■ **TEXT UNDER STUDY**

▼

A protest against vaccine mandates originally planned outside a Winnipeg hospital had a change of venue following backlash from the public.

Winnipeg was one of a handful of cities across Canada to hold an anti-vaccine mandate protest on Monday. Protesters marched from the Manitoba Legislature, down Main Street to City Hall where they stood in silence.

This comes two weeks after a protest outside the Health Sciences Centre (HSC).

READ MORE: 'Profoundly disrespectful': protesters outside HSC harassed patients, staff for wearing masks

Monday’s protest was originally planned to be held outside HSC again, but organizers said the response from the public prompted the protest to move away from the hospital.

"The venue changed because we heard feedback on the negative impacts that it had at the hospital last time that the Canadian Frontline Nurses organized," said Shaun Zimmer, who was among the organizers of Monday's protest.

"We want to make sure that we aren't causing any more divide unlike many individuals do, so we changed it to accommodate for that and have everybody's best interest at heart."

Anti-vaccine mandate protest organizer Shaun Zimmer (right) speaks with protesters outside Winnipeg City Hall on Monday, Sept, 13, 2021. (Source: Danton Unger/ CTV News Winnipeg)

According to posters for the protest, the march was being organized as a part of a 'National Health Freedom Movement' by a group calling itself the Canadian Frontline Nurses. This group shared posters about a number of similar protests outside hospitals in multiple communities in Canada.

It prompted Manitoba's Premier Kelvin Goertzen to send a message to protesters on Twitter.

▲

■ **SOURCE INFORMATION**
▼

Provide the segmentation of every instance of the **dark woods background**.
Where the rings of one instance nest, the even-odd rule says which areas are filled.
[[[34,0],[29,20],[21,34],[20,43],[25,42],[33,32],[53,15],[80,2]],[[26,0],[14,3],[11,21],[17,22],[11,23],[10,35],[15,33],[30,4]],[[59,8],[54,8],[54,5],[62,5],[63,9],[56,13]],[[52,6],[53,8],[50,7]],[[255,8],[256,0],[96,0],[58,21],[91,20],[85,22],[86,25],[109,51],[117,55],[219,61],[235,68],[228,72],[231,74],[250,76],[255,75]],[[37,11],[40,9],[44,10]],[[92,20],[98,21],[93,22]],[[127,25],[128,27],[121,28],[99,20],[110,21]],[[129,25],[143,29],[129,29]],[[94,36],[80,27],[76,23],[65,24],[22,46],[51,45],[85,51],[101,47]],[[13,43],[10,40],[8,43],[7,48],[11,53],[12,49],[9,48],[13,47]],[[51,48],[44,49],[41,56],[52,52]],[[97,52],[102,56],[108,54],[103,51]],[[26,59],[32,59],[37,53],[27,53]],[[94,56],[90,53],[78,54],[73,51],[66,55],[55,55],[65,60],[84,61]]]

▲
▼

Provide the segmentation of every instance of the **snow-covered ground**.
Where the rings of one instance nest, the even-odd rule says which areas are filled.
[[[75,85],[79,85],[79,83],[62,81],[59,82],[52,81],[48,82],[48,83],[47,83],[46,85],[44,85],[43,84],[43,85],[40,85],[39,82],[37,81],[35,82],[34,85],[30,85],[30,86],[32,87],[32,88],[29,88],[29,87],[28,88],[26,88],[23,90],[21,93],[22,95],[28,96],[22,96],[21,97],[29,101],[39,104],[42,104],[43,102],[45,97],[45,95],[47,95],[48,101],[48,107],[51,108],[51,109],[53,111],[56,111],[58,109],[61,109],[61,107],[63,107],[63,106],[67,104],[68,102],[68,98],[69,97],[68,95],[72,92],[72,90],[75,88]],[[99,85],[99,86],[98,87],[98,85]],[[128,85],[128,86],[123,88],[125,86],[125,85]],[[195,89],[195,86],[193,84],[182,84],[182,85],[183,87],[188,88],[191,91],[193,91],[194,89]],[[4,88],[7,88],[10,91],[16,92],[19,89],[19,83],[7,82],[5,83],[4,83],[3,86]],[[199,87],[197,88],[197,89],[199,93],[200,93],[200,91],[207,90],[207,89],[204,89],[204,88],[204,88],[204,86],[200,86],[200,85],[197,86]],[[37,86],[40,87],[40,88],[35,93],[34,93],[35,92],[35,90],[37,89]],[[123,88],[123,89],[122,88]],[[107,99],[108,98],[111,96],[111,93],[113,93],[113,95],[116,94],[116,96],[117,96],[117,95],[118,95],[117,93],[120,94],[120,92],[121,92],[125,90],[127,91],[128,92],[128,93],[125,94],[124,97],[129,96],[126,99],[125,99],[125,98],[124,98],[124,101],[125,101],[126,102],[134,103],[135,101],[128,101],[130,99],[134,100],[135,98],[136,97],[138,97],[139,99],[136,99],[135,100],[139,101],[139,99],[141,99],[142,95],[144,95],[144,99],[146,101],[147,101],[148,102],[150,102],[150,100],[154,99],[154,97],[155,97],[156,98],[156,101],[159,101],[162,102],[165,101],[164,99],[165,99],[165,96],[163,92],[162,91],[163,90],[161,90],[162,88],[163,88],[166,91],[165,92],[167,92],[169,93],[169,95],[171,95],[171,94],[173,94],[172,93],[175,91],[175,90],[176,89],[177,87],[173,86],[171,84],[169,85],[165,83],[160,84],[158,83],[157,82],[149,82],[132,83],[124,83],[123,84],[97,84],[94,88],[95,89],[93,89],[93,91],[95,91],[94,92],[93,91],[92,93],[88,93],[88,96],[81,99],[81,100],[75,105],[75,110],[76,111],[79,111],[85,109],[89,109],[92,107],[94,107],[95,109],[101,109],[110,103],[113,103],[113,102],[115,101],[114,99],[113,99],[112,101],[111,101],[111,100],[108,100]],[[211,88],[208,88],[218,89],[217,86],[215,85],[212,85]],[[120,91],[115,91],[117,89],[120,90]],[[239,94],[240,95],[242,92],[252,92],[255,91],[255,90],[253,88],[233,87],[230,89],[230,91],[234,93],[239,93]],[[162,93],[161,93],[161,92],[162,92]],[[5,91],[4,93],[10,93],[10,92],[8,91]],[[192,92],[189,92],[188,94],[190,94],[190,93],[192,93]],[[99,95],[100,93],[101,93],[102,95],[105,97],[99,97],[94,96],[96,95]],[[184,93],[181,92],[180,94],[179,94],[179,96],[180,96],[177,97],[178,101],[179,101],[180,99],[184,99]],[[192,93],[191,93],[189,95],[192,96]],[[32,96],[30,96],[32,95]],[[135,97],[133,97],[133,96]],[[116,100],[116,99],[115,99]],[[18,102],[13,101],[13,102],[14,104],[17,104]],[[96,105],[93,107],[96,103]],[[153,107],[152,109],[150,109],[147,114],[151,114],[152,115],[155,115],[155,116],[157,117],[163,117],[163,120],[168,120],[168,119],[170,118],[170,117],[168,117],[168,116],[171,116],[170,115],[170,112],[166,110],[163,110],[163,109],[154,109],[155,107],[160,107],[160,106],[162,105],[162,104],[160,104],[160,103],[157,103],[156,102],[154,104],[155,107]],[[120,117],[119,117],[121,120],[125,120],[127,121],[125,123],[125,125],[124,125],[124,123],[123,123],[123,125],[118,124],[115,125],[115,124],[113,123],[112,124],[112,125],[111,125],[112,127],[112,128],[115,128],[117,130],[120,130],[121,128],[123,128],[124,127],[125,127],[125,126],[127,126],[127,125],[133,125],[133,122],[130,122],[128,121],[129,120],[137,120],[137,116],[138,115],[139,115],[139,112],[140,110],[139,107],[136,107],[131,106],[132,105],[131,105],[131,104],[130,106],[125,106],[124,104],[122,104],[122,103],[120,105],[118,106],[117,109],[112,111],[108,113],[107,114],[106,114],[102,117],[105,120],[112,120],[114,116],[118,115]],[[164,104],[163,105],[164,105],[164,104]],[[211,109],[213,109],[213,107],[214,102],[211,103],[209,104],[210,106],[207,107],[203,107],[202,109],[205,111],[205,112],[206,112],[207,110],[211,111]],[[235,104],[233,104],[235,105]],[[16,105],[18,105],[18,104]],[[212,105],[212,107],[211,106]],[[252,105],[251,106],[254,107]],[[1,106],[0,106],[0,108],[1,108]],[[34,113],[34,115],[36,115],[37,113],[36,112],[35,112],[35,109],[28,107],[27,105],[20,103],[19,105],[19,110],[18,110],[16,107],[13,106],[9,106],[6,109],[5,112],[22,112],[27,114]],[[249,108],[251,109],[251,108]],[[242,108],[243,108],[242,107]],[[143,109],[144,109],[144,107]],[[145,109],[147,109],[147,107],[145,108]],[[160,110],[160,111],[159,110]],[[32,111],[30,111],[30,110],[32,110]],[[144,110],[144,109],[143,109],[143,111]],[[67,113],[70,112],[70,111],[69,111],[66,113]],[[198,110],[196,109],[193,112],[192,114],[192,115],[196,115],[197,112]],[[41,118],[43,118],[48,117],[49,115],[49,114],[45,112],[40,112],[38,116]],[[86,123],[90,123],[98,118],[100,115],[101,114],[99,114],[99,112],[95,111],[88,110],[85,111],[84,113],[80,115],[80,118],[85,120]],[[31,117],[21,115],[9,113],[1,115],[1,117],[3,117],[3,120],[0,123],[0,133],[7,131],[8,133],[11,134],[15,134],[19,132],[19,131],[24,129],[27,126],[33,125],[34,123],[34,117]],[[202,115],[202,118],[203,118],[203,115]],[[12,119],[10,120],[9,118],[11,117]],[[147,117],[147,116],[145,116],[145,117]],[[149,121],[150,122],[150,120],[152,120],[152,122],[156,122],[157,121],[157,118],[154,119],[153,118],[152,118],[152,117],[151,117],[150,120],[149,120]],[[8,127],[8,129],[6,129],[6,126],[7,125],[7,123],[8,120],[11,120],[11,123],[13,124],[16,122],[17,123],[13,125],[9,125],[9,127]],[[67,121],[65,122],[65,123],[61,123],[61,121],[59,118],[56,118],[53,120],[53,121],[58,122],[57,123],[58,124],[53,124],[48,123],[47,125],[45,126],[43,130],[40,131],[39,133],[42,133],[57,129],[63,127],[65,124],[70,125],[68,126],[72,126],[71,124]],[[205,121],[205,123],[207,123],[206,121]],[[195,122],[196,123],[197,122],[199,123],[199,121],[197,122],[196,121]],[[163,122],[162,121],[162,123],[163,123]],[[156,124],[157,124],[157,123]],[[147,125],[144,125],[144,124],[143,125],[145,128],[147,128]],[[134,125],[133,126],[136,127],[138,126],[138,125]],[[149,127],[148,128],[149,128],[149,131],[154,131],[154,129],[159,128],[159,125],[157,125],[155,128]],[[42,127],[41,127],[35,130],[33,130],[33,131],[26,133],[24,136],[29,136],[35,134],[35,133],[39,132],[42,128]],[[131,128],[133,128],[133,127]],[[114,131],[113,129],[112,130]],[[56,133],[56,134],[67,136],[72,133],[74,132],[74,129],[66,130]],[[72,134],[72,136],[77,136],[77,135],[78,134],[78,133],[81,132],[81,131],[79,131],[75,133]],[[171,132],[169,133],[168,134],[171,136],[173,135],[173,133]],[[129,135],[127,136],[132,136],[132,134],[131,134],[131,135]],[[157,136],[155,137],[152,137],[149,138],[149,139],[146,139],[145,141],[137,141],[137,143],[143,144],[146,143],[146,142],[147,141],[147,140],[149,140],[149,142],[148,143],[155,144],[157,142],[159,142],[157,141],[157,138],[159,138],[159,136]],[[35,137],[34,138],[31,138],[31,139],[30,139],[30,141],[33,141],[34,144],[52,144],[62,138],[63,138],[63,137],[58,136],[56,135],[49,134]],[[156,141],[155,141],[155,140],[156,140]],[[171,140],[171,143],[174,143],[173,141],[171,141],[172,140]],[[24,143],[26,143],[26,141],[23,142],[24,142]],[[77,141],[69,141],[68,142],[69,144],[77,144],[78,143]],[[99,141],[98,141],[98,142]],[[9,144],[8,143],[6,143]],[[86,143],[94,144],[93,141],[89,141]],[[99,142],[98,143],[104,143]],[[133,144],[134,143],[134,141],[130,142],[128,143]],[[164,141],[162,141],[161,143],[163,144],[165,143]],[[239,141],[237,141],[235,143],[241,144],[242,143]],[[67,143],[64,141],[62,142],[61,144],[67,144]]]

▲

■ **YOUR TASKS**
1 - Decide whether each statement agrees with the article on the Winnipeg protest. For each, answer yes or no and quote the deciding words from the article.
(a) Monday's protest took place outside the Health Sciences Centre.
(b) The protesters marched from the Manitoba Legislature to City Hall.
(c) The Canadian Frontline Nurses shared posters only about a protest in Winnipeg.
2 - Answer these questions from the article on the Winnipeg protest.
(a) Where did the protesters stand in silence?
(b) Who was among the organizers of Monday's protest?
(c) How long before Monday's protest was the protest outside the Health Sciences Centre?
3 - Carry on the article about the Winnipeg anti-vaccine mandate protest from the point where it stops.

■ **RESPONSE LIST**
1 -
(a) No: "organizers said the response from the public prompted the protest to move away from the hospital."
(b) Yes: "Protesters marched from the Manitoba Legislature, down Main Street to City Hall where they stood in silence."
(c) No: "This group shared posters about a number of similar protests outside hospitals in multiple communities in Canada."

2 -
(a) At City Hall
(b) Shaun Zimmer
(c) Two weeks

3 -
"In Canada, we all have the right to freedom of speech and peaceful protest. Preventing access and creating anxiety at a hospital are not, however, reflective of those Canadian values," he said in a tweet Monday afternoon.

"Please respect patients and healthcare workers and protest elsewhere."

Dr. Cheryl Cusack, the executive director of the Association of Regulated Nurses of Manitoba, condemned the protests, saying they are disheartening and stressful for the nurses working amid the pandemic.

"We're hearing from nurses that this stress of the pandemic has taken a huge toll on their own mental health and these protests are adding to that stress," Cusack said. "Nurses are worried now about being harassed for doing their job and they are also concerned about patients and families that are coming to access services."

Cusack said she has not heard of any members from the association who are a part of the protests. She said any nurses who are joining protests are a 'vocal minority.'

"We are all regulated nurses and what that means is we are bound by a code of ethics, and we practise based on evidence and science," she said. "Immunizations have decades worth of science behind them."

Winnipeg police were on the scene throughout the protest on Monday.